Big Business Tries to Unseat the Tea Party
Michigan Representative Justin Amash arrived in Congress in 2011 as a darling of the Tea Party movement and hasn’t disappointed the faithful. He’s never missed a vote. He told House Speaker John Boehner that he wasn’t welcome in his Grand Rapids district. On Oct. 1 he stood with fellow Republicans who forced the government to shut down.
The shutdown, and the default scare that ensued, widened the fissure between Tea Party Republicans and the business establishment. Now business groups are considering fielding their own candidates in the 2014 Republican primaries and redirecting their ample resources to deposing Tea Party stalwarts like Amash. “We are going to get engaged,” says Scott Reed, senior political strategist for the U.S. Chamber of Commerce, which spent more than $35 million on elections in 2012, the vast majority of it on behalf of Republicans. “The need is now more than ever to elect people who understand the free market and not silliness.”
Other groups, including the National Federation of Independent Business, have also expressed unhappiness with Tea Party politicians. Dirk Van Dongen, president of the National Association of Wholesaler-Distributors has branded them “the Taliban minority.” Amash shrugs this off. “It’s mostly a Washington-lobbyist-driven effort that won’t have a lot of sway back home,” he says.

- - - - -

• **WORK TASK A**:
List every person named in the article on big business and the Tea Party.
• **WORK TASK B**:
In the article on big business and the Tea Party, why does Amash dismiss the business groups' opposition?
• **WORK TASK C**:
Proceed with the article on big business and the Tea Party from the point where it stops.

[Recorded data]
- - - - -

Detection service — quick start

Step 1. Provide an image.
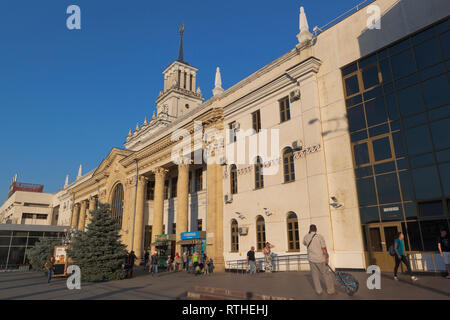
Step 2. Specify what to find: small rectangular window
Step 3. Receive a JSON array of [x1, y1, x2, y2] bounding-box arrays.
[[252, 110, 261, 133]]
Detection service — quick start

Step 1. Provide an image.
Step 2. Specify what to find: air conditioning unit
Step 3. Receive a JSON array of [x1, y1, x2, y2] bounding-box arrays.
[[223, 193, 233, 203], [292, 140, 303, 151], [238, 227, 248, 236], [289, 89, 301, 102]]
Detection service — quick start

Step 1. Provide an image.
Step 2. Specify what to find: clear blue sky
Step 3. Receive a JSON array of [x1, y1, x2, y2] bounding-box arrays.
[[0, 0, 362, 202]]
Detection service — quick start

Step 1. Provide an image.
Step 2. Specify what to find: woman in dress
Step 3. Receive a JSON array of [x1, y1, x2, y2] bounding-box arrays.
[[264, 242, 275, 272]]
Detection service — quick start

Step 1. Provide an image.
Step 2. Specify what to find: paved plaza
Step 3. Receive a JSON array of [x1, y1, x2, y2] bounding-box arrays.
[[0, 270, 450, 300]]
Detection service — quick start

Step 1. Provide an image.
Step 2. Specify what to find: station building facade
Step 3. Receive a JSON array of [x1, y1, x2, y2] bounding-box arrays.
[[13, 0, 450, 271]]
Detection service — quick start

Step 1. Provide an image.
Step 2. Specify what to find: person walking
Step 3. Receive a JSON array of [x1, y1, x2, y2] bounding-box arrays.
[[438, 230, 450, 279], [166, 255, 173, 272], [247, 246, 256, 274], [128, 250, 137, 278], [303, 224, 337, 295], [182, 251, 188, 271], [144, 250, 150, 271], [394, 232, 418, 281], [264, 242, 275, 273], [44, 256, 55, 284], [175, 252, 181, 271], [151, 252, 158, 276]]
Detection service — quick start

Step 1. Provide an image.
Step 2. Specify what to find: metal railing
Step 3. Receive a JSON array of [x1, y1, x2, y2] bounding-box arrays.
[[226, 254, 309, 272]]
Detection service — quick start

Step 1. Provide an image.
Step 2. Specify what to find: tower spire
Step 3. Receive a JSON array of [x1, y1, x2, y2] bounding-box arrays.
[[178, 23, 184, 62]]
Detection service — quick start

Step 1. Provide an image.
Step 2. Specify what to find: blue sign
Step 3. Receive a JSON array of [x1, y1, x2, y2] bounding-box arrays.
[[180, 231, 200, 240]]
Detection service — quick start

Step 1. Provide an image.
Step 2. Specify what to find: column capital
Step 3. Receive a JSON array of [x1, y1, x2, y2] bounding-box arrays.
[[152, 167, 169, 177], [138, 176, 148, 184]]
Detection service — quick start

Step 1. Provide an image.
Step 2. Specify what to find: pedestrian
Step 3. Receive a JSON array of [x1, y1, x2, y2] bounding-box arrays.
[[192, 251, 198, 271], [438, 230, 450, 279], [175, 252, 181, 271], [144, 250, 150, 271], [263, 242, 275, 273], [394, 232, 418, 281], [128, 250, 137, 278], [166, 255, 173, 272], [151, 252, 158, 276], [247, 246, 256, 274], [303, 224, 337, 295], [203, 254, 209, 275], [44, 256, 55, 284], [182, 251, 188, 271]]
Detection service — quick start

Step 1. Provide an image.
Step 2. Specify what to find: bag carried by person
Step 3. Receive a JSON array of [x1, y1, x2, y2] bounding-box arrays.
[[327, 264, 359, 296], [389, 244, 395, 257]]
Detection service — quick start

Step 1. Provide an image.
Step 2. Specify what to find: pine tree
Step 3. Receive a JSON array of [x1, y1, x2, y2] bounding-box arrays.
[[27, 238, 61, 271], [67, 203, 127, 281]]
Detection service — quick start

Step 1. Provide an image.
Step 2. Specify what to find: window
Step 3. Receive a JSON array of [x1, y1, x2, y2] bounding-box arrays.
[[419, 200, 444, 218], [195, 168, 203, 191], [252, 110, 261, 133], [283, 148, 295, 182], [230, 164, 237, 194], [255, 157, 264, 189], [228, 121, 237, 143], [144, 226, 152, 250], [256, 216, 266, 251], [231, 219, 239, 252], [147, 181, 155, 201], [111, 183, 123, 226], [287, 212, 300, 252], [170, 177, 178, 198], [164, 180, 169, 200], [279, 97, 291, 122]]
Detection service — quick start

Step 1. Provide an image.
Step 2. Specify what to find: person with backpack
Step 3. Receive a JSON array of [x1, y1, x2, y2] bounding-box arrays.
[[389, 232, 419, 281], [303, 224, 337, 295]]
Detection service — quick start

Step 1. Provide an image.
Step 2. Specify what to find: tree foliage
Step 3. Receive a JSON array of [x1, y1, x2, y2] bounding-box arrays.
[[67, 203, 127, 281]]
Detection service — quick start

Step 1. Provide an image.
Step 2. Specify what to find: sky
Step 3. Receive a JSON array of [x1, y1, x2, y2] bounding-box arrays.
[[0, 0, 362, 203]]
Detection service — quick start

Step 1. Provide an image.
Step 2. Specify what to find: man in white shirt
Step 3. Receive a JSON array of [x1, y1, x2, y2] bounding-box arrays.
[[303, 224, 337, 295]]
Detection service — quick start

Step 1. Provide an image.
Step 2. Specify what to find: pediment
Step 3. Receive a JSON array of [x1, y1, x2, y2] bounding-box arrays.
[[92, 148, 133, 177]]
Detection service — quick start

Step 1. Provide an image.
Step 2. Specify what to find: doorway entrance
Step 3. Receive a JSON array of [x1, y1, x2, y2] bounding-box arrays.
[[365, 222, 402, 272]]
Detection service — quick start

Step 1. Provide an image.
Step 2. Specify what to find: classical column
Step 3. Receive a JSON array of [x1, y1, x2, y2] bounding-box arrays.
[[78, 200, 87, 231], [152, 167, 167, 242], [176, 163, 189, 252], [206, 163, 217, 265], [85, 197, 97, 226], [71, 203, 80, 229], [133, 176, 147, 262], [214, 165, 225, 272]]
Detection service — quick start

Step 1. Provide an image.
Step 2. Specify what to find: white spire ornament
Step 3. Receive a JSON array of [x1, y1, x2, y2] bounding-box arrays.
[[213, 67, 225, 96], [77, 164, 82, 179], [297, 7, 313, 46]]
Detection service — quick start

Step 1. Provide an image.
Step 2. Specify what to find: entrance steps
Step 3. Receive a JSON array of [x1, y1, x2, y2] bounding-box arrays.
[[186, 286, 294, 300]]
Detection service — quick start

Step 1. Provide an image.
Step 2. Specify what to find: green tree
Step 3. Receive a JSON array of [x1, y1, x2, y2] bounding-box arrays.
[[67, 203, 127, 281], [27, 238, 61, 271]]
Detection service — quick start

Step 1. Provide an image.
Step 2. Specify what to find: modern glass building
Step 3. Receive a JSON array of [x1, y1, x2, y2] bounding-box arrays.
[[0, 224, 68, 271], [342, 17, 450, 270]]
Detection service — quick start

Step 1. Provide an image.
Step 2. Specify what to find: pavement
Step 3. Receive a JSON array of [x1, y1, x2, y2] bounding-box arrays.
[[0, 270, 450, 300]]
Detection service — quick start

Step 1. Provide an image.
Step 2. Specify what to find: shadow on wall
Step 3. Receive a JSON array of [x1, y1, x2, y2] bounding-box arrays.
[[358, 0, 450, 57], [308, 115, 348, 137]]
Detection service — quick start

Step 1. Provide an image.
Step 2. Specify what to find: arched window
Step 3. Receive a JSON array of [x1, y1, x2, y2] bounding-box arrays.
[[111, 183, 123, 226], [255, 157, 264, 189], [283, 148, 295, 182], [231, 219, 239, 252], [230, 164, 237, 193], [256, 216, 266, 251], [286, 212, 300, 251]]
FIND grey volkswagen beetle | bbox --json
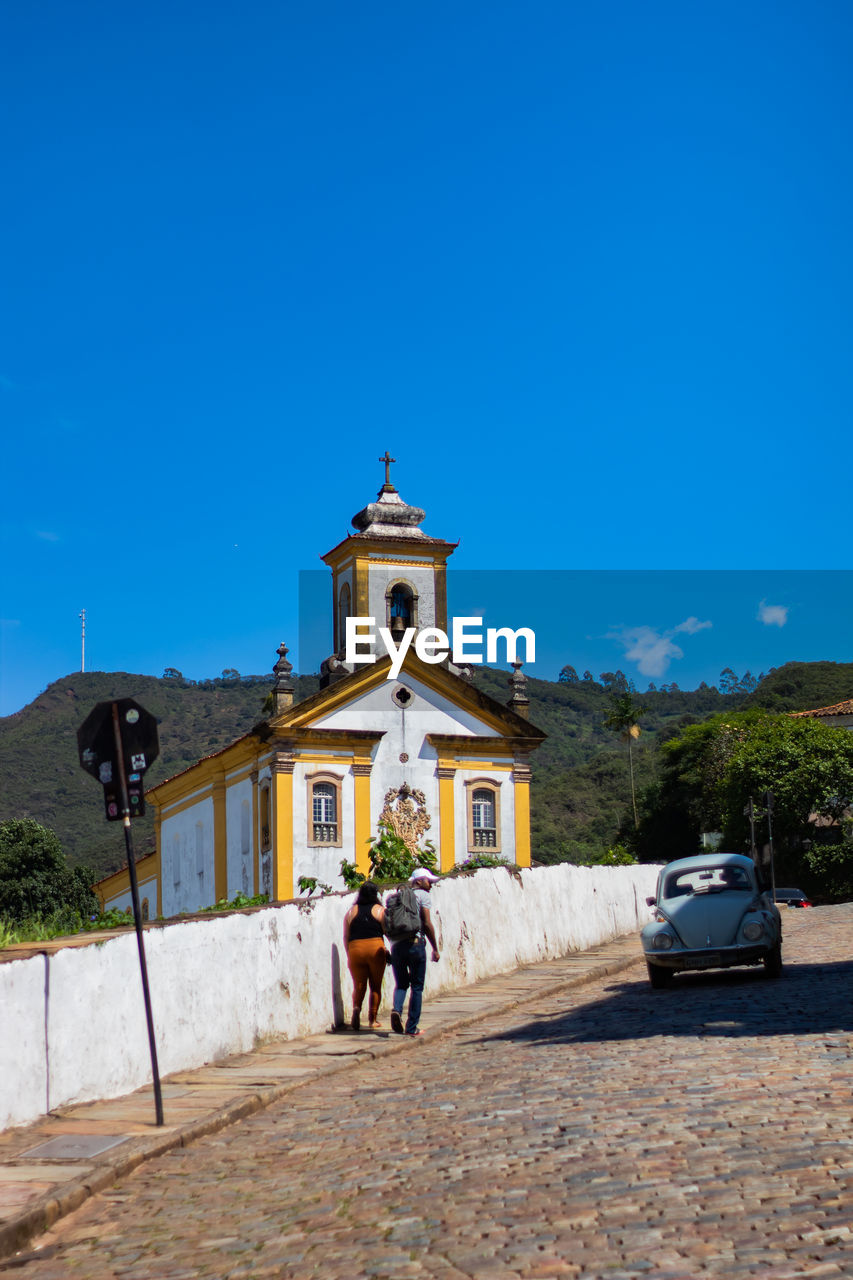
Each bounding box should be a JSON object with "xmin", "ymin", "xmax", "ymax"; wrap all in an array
[{"xmin": 642, "ymin": 854, "xmax": 781, "ymax": 988}]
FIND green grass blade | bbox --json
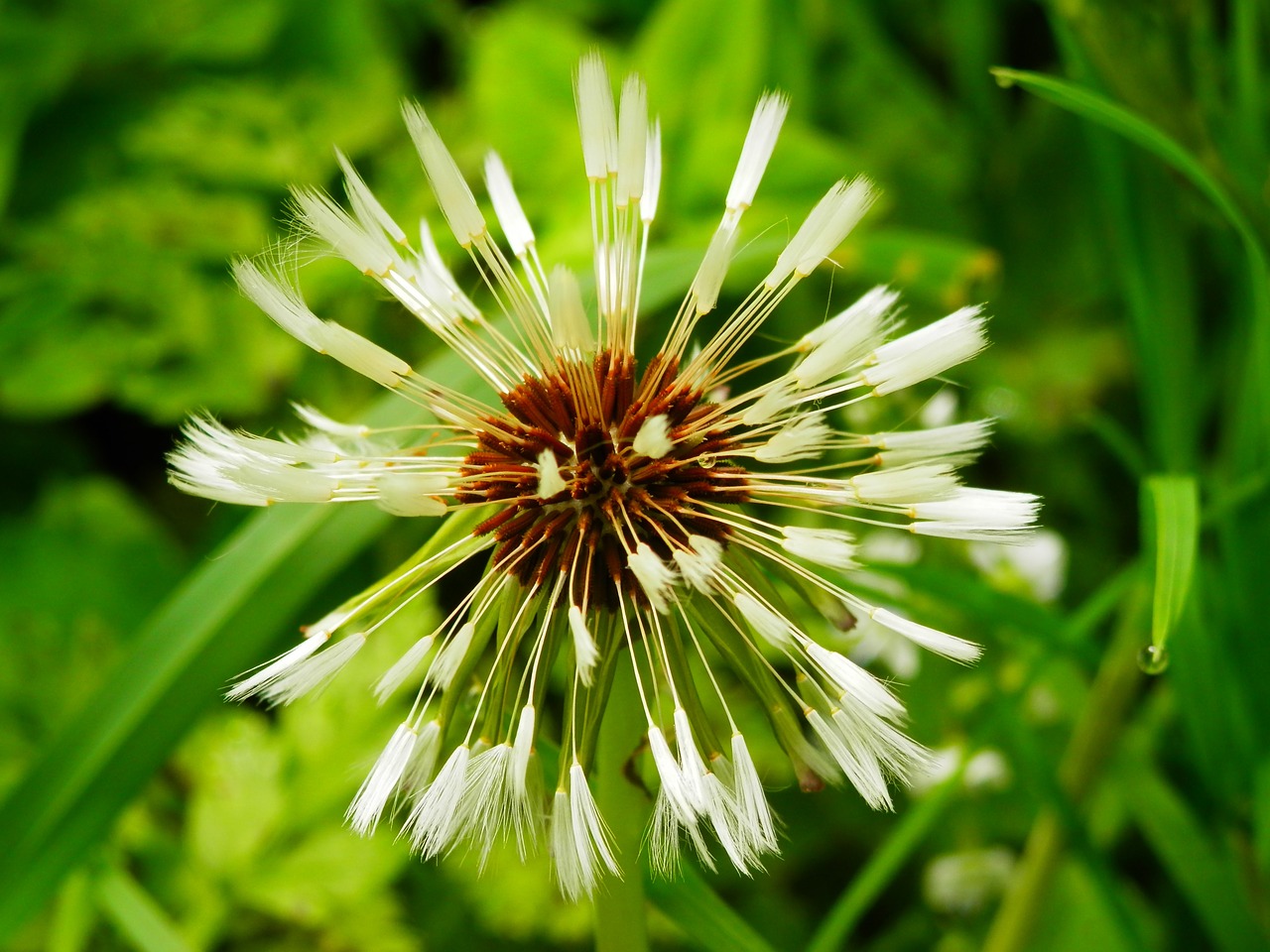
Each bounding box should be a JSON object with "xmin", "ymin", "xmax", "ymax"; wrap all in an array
[
  {"xmin": 1143, "ymin": 476, "xmax": 1199, "ymax": 652},
  {"xmin": 0, "ymin": 347, "xmax": 471, "ymax": 944},
  {"xmin": 96, "ymin": 866, "xmax": 193, "ymax": 952},
  {"xmin": 1120, "ymin": 757, "xmax": 1267, "ymax": 952},
  {"xmin": 0, "ymin": 507, "xmax": 387, "ymax": 940},
  {"xmin": 807, "ymin": 770, "xmax": 961, "ymax": 952},
  {"xmin": 992, "ymin": 67, "xmax": 1270, "ymax": 453},
  {"xmin": 992, "ymin": 66, "xmax": 1257, "ymax": 244},
  {"xmin": 644, "ymin": 866, "xmax": 775, "ymax": 952}
]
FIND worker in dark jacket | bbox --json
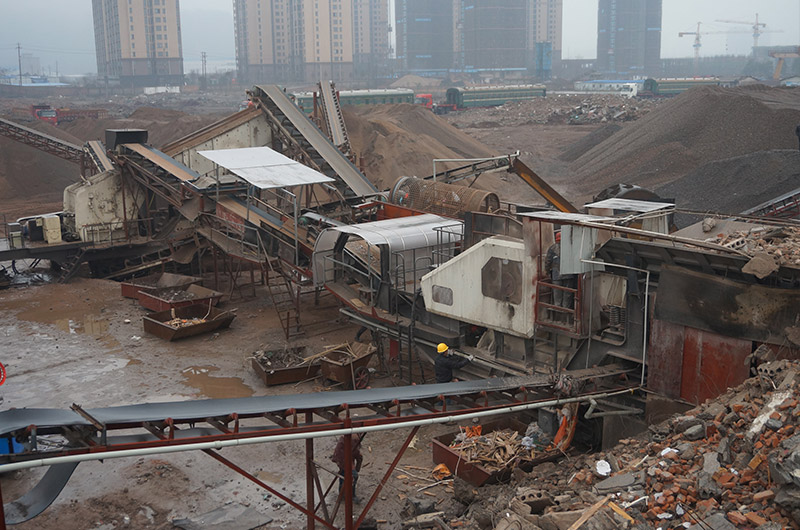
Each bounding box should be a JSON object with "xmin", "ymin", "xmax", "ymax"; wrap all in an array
[
  {"xmin": 544, "ymin": 232, "xmax": 577, "ymax": 321},
  {"xmin": 434, "ymin": 342, "xmax": 474, "ymax": 383},
  {"xmin": 794, "ymin": 125, "xmax": 800, "ymax": 153},
  {"xmin": 331, "ymin": 436, "xmax": 364, "ymax": 504}
]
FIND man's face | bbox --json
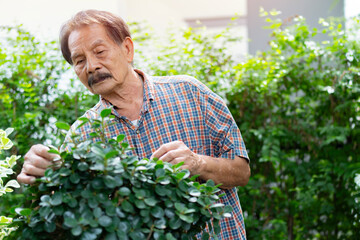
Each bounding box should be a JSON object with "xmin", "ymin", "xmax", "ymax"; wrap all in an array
[{"xmin": 68, "ymin": 24, "xmax": 133, "ymax": 96}]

- - - - -

• **ANSWER AREA A**:
Justin Amash, John Boehner, Scott Reed, Dirk Van Dongen

• **ANSWER AREA B**:
Amash calls it mostly an effort driven by Washington lobbyists. He says it won't have much sway back home.

• **ANSWER AREA C**:
Nevertheless, on Oct. 8, Amash drew a challenger in next year’s GOP primary. Grand Rapids businessman Brian Ellis declared in his announcement speech: “Amash has turned his back on our conservative principles by voting against the Paul Ryan budget that would cut spending by $5 trillion and against a 20 percent tax cut for small businesses.” Other Tea Partiers in districts from Idaho to Michigan to Alabama are also being eyed as potential targets by business interests. Amash considers Ellis’s challenge “bizarre” and says “Republicans aren’t looking for pro-big government, pro-corporate welfare candidates.”
With the Tea Party’s approval ratings at 26 percent, business groups sense an opportunity to oust lawmakers like Amash who brought about the shutdown. But they’ll have a harder time doing that than most people realize. While the business community may recoil from Tea Party excesses, Republican voters generally do not. A July Pew Research Center survey of Republicans found that Tea Party supporters make up half of primary voters and significantly outnumber moderates. And while Republican voters disagree about which direction the party should take, more of them would like it to become more conservative (54 percent) than more moderate (40 percent). A subsequent poll showed the shutdown did not shake these voters’ resolve.
“I think we are the true business wing of the party,” says Michael Needham, chief executive officer of Heritage Action for America (and a Stanford Graduate School of Business alum), which helped organize the GOP push to defund Obamacare. “Most Americans intuitively know something’s wrong when the only way you can get a fair hearing in Washington is if you hire scores of lobbyists. We’re the ones that represent free enterprise and entrepreneurship.”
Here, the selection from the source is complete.